=== INFORMATION SUPPLIED ===
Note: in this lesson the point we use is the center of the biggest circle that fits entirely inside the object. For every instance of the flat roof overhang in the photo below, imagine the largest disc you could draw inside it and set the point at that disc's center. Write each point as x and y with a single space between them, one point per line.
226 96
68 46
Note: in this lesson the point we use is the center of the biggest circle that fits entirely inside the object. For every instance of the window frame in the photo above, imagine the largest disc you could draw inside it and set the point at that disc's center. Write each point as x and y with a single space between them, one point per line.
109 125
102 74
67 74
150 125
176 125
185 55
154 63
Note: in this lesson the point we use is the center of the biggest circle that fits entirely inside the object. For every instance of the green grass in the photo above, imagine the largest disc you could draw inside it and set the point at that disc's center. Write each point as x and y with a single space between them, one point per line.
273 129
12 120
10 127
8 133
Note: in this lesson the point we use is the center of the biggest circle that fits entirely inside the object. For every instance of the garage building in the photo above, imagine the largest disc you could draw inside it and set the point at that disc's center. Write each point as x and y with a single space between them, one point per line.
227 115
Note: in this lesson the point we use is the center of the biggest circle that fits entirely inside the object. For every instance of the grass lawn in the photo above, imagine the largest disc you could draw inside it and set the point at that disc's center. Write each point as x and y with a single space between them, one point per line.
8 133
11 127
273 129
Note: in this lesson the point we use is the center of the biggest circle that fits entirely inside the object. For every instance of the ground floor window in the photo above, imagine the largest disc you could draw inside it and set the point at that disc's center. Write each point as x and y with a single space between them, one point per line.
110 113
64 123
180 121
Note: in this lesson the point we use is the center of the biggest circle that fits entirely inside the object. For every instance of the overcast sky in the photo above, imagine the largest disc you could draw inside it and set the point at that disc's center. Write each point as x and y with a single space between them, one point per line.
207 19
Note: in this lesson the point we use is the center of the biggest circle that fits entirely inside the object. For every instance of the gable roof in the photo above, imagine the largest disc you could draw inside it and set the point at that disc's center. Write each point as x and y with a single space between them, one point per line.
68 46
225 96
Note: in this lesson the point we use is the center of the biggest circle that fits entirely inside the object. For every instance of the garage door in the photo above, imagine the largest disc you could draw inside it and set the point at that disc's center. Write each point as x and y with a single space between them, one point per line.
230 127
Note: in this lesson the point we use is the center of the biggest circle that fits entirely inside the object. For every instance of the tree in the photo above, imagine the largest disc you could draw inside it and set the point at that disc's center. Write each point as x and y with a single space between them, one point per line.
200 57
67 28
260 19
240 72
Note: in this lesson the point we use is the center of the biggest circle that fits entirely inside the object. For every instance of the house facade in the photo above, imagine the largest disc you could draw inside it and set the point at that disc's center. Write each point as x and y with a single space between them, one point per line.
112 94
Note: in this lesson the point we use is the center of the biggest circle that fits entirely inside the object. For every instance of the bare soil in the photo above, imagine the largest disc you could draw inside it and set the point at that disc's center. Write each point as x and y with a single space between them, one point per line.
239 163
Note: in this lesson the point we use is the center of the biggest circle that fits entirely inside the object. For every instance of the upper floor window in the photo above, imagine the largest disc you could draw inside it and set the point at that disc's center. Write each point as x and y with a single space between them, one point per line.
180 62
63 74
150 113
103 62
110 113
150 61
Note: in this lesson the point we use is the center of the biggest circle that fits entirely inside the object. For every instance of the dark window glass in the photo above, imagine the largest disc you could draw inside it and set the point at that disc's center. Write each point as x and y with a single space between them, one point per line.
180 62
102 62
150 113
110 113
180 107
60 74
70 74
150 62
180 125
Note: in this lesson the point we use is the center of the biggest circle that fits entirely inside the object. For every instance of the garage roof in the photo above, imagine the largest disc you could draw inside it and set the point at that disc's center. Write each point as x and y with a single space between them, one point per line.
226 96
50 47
===
=== INFORMATION SUPPLIED ===
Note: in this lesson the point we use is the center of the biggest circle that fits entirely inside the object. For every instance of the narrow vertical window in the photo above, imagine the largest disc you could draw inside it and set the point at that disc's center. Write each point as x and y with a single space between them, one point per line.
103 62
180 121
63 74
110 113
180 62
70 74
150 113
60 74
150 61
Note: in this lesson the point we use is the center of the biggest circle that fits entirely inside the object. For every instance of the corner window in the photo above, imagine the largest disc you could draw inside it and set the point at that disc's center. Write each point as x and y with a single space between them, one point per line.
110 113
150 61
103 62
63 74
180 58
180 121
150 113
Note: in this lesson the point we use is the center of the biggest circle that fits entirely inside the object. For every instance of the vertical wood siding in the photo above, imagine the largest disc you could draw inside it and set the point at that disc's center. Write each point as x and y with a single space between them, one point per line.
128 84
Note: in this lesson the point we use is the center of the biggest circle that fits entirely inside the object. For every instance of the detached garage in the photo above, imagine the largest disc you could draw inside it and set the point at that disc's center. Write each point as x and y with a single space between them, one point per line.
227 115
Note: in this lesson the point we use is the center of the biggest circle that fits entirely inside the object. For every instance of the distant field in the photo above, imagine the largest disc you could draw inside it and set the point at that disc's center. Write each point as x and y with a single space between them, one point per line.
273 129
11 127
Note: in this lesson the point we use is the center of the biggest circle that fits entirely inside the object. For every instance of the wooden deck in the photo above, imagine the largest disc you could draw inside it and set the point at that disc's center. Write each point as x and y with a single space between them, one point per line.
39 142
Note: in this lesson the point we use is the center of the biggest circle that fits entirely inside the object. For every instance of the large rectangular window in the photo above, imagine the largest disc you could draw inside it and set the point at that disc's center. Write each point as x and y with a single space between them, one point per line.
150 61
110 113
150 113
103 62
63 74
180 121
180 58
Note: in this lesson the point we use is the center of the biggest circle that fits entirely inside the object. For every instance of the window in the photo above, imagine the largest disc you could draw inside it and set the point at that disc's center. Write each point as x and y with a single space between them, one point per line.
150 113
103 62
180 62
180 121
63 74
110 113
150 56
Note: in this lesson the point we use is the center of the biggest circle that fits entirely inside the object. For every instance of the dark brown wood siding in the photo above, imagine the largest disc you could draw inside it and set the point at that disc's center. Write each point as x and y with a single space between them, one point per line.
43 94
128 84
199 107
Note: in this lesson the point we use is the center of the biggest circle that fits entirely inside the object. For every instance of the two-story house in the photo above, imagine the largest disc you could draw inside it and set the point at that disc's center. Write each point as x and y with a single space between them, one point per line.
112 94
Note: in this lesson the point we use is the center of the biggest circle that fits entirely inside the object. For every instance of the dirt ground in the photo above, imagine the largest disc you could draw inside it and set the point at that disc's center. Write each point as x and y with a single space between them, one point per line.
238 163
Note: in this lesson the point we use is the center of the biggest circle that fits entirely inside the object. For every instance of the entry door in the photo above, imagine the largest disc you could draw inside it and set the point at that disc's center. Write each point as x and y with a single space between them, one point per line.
===
=== INFORMATION SUPPLIED ===
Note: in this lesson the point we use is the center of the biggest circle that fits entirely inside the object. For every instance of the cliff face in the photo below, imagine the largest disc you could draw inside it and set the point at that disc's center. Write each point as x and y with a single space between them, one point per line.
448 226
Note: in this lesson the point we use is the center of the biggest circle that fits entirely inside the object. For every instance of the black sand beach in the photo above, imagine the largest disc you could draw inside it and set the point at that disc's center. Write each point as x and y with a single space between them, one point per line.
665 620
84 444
===
Report every line in the items above that contains the word "siding", copying each of those lines in full.

THE COMPLETED TASK:
Note: in this lesson the point we use is the center of the biggest circle that fits entirely inside the object. For every instance of the vertical wood siding in the photo above, imagine the largest disc you could draw inside it and set the point at that disc's center. Write each point as x and y with a single space between them, one point per line.
Note: in this lesson the point we use is the center of the biggest circle that fits entirely inside the object. For every instance of the dark brown wood siding in the photo above, imagine the largest disc you could draw inside it and set the point at that disc's center. Write each point as x and y with a single space between them, one point per line.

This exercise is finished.